WHAT IS BEING ASKED - Below are records; count how many of their lines contain the word "comma" and give the number alone.

RECORDS FOR THIS EXERCISE -
----------

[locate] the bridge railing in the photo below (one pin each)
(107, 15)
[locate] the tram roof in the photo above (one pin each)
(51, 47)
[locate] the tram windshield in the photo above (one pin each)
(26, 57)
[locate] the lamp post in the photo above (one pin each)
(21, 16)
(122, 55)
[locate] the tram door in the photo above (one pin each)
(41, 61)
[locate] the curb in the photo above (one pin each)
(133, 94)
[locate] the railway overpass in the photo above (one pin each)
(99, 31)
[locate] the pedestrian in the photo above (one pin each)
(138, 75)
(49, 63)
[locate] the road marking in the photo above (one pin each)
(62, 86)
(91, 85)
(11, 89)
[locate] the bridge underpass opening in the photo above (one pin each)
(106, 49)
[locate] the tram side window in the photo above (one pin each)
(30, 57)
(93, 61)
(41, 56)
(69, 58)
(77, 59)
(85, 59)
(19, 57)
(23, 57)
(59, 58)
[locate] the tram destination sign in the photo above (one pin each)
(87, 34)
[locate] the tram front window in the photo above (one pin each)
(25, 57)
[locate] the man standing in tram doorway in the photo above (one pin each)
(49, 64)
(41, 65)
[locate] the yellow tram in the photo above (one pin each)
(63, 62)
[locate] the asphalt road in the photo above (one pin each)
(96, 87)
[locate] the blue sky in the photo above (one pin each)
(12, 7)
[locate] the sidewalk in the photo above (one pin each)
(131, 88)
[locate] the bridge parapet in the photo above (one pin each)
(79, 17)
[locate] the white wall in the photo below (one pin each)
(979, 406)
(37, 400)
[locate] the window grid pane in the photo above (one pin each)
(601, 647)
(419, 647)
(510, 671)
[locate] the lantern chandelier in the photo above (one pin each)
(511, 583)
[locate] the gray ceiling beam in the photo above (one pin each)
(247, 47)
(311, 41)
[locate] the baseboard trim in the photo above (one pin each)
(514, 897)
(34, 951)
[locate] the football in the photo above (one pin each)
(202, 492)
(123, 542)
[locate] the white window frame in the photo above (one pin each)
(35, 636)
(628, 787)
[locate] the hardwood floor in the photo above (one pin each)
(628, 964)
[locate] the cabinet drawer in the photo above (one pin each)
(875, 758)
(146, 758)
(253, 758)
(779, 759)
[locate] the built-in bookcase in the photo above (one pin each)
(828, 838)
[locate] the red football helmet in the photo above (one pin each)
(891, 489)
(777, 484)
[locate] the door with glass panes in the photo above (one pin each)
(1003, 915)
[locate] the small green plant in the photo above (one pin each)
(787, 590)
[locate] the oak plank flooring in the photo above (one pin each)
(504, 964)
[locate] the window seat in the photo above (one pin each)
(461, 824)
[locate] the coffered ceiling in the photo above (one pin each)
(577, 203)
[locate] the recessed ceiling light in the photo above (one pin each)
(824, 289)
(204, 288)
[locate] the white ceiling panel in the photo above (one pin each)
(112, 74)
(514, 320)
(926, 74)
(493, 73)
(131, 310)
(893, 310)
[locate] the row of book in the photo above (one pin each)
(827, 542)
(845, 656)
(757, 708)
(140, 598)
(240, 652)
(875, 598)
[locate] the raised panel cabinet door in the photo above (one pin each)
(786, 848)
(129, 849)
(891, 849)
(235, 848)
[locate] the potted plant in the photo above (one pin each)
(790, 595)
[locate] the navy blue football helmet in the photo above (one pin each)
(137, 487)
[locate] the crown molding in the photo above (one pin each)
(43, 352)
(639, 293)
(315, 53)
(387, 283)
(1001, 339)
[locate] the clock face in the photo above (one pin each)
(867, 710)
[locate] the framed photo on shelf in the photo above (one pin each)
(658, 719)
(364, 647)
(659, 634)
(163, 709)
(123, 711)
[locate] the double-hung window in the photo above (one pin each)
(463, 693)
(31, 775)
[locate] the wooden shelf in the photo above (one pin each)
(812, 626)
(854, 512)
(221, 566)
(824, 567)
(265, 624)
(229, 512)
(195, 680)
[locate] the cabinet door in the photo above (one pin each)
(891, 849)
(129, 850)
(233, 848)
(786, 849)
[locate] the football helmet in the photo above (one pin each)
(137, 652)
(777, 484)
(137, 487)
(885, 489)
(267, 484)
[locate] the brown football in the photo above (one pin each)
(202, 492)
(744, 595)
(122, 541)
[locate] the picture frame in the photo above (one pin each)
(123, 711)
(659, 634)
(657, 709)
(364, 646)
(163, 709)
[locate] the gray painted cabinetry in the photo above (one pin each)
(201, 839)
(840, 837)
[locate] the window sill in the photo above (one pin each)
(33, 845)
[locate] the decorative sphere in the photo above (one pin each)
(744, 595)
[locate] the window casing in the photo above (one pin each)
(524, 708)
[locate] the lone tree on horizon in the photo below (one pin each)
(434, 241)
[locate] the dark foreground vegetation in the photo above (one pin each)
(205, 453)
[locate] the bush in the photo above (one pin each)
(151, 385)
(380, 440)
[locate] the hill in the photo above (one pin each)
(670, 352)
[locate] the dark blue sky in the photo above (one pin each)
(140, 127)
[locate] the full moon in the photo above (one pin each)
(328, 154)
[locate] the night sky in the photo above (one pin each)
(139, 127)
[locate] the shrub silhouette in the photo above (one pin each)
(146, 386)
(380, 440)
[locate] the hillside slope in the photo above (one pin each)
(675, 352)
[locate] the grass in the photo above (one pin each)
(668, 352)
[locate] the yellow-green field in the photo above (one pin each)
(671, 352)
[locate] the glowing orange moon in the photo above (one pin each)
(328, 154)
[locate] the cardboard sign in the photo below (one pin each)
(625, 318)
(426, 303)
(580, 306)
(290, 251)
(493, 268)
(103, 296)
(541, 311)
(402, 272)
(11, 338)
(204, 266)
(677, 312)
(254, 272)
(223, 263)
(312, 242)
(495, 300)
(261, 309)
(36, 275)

----------

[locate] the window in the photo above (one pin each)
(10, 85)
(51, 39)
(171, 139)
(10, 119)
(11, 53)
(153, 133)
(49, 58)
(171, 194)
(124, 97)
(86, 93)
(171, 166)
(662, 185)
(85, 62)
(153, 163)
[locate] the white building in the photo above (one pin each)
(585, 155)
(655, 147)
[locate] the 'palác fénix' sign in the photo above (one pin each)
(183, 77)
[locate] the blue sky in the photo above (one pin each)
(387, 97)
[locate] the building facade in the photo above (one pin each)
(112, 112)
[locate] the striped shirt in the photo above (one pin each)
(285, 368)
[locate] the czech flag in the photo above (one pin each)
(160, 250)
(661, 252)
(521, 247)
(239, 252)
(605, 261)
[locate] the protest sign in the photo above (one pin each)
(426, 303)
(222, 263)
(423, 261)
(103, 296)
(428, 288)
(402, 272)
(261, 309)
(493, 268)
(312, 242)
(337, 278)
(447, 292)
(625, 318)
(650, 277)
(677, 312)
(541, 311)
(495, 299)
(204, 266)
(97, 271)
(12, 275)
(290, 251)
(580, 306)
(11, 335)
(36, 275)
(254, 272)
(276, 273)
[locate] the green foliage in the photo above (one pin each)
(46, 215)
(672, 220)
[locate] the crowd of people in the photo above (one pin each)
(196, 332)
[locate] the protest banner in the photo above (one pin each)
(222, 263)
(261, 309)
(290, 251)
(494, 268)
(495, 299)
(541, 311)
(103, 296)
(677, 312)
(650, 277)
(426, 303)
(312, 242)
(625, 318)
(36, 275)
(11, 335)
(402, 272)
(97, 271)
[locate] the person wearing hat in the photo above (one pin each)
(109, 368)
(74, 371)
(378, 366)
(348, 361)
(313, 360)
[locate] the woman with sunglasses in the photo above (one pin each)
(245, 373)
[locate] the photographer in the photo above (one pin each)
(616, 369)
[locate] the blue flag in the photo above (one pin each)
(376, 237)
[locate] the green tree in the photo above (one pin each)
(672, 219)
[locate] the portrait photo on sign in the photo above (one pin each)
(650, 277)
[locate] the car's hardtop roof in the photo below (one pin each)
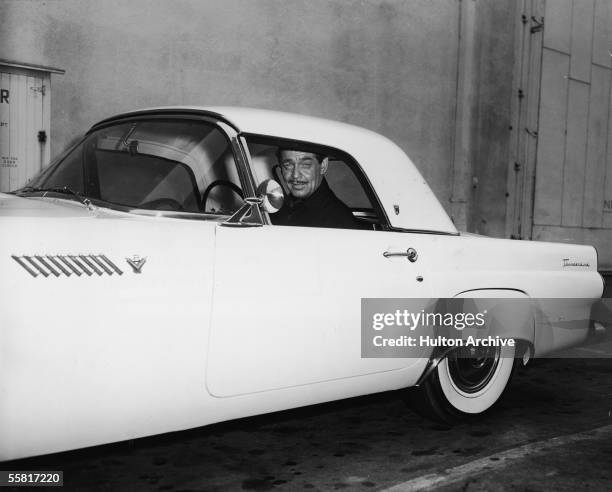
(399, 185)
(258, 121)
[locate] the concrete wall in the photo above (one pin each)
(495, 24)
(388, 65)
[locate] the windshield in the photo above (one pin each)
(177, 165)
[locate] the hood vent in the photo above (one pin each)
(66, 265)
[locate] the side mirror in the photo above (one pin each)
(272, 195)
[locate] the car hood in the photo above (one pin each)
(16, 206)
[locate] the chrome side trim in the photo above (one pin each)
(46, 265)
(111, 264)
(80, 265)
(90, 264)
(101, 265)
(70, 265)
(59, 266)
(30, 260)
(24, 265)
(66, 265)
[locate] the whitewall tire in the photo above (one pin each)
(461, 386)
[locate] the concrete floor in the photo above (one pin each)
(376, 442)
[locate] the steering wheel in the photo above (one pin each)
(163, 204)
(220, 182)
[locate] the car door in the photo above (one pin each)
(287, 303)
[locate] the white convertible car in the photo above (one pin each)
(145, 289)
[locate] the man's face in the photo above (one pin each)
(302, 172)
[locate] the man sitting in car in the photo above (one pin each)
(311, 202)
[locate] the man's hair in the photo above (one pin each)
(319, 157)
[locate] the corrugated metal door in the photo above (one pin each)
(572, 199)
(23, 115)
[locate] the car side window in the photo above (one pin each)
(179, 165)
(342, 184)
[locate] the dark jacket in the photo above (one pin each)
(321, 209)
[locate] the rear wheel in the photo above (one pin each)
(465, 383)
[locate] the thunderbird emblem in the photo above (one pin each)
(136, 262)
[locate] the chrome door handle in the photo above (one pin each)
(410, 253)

----------

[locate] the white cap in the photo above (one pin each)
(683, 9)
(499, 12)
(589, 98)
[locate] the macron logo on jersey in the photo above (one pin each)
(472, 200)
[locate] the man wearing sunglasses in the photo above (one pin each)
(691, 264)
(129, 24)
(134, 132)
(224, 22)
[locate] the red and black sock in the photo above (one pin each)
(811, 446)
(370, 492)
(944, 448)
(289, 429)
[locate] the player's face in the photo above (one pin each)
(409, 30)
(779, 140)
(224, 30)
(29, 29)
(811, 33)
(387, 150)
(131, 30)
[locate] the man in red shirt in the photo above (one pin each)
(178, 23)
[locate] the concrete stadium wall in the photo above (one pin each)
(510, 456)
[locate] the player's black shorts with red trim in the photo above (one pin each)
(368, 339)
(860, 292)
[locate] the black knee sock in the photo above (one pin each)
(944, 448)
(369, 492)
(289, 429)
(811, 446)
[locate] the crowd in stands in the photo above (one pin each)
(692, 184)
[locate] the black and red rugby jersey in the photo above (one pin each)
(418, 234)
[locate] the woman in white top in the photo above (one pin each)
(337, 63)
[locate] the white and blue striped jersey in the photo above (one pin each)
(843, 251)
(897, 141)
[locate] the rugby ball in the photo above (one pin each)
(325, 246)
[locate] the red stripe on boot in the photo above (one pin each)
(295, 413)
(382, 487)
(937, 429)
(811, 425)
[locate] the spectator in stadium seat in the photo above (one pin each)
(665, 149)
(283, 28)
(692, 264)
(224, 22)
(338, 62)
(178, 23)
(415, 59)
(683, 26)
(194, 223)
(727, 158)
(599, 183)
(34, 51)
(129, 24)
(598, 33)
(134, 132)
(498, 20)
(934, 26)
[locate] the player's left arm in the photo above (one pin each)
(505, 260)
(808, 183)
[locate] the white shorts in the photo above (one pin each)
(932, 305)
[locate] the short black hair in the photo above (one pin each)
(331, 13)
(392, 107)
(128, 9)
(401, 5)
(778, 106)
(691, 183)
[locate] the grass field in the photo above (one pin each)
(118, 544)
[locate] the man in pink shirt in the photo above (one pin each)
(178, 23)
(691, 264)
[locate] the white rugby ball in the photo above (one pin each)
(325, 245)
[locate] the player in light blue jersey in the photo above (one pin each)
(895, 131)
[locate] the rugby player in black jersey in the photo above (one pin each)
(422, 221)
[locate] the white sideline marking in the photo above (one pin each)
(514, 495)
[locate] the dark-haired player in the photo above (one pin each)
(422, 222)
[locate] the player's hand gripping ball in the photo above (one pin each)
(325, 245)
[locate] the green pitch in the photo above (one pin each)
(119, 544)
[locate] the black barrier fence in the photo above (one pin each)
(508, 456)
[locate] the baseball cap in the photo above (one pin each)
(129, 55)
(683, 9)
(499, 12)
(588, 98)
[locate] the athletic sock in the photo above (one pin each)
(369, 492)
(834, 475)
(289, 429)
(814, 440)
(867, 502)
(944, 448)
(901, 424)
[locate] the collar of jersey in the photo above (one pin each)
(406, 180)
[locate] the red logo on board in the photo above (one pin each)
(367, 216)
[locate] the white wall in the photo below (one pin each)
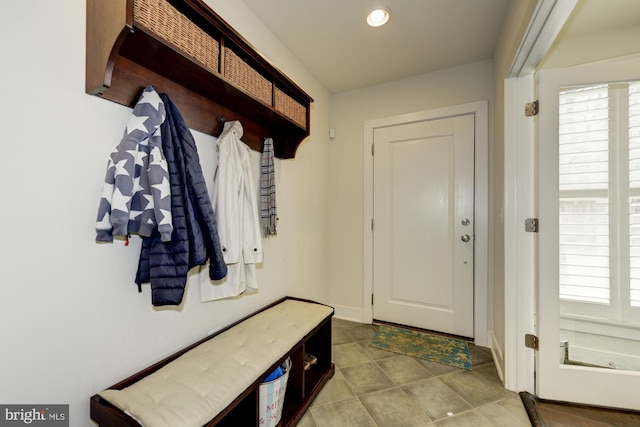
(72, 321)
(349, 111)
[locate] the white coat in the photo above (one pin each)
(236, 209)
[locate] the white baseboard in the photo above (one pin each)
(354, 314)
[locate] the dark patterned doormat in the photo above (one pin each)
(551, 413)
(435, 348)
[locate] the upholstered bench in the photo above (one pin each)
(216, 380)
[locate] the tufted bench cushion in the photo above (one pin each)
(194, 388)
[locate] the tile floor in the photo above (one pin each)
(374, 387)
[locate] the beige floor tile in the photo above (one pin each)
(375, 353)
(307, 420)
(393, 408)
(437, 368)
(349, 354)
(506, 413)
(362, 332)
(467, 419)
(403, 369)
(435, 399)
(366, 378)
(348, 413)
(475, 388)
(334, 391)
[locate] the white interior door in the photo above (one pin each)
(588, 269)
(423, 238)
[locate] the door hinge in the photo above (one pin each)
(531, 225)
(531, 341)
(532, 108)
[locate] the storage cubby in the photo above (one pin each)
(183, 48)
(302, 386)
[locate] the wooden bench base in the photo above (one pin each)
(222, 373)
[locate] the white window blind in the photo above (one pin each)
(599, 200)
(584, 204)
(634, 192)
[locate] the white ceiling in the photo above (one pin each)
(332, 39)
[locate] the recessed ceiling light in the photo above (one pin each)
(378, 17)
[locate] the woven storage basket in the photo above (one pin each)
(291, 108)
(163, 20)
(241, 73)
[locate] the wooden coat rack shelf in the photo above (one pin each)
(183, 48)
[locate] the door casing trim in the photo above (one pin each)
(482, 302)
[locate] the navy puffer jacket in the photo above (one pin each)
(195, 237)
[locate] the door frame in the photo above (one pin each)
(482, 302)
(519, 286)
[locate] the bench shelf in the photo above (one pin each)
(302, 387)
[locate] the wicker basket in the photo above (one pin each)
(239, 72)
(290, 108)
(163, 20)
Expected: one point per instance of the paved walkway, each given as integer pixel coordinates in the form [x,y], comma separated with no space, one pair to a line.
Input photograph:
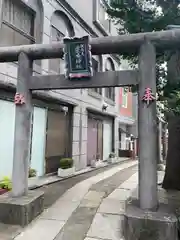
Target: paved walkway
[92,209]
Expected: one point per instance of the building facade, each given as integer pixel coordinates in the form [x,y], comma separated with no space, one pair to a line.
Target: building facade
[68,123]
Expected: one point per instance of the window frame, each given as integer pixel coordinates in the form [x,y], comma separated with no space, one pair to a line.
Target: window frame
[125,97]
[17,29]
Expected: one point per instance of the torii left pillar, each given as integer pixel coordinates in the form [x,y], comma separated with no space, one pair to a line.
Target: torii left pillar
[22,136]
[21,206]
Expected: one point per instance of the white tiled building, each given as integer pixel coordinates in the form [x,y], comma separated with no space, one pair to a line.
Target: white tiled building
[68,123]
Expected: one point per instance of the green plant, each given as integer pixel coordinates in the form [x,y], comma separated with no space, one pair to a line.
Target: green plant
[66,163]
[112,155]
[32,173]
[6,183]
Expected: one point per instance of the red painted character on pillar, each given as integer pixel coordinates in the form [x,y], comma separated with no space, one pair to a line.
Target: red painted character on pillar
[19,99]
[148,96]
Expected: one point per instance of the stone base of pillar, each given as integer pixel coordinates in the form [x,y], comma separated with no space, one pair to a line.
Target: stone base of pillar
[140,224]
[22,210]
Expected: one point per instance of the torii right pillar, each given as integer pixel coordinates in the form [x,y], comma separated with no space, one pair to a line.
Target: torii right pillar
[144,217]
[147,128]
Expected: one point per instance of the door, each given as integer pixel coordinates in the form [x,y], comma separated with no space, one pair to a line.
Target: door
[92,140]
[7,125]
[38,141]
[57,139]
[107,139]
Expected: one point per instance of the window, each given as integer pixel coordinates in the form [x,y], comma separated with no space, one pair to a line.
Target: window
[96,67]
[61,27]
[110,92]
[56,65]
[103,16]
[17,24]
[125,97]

----------

RESULT - 11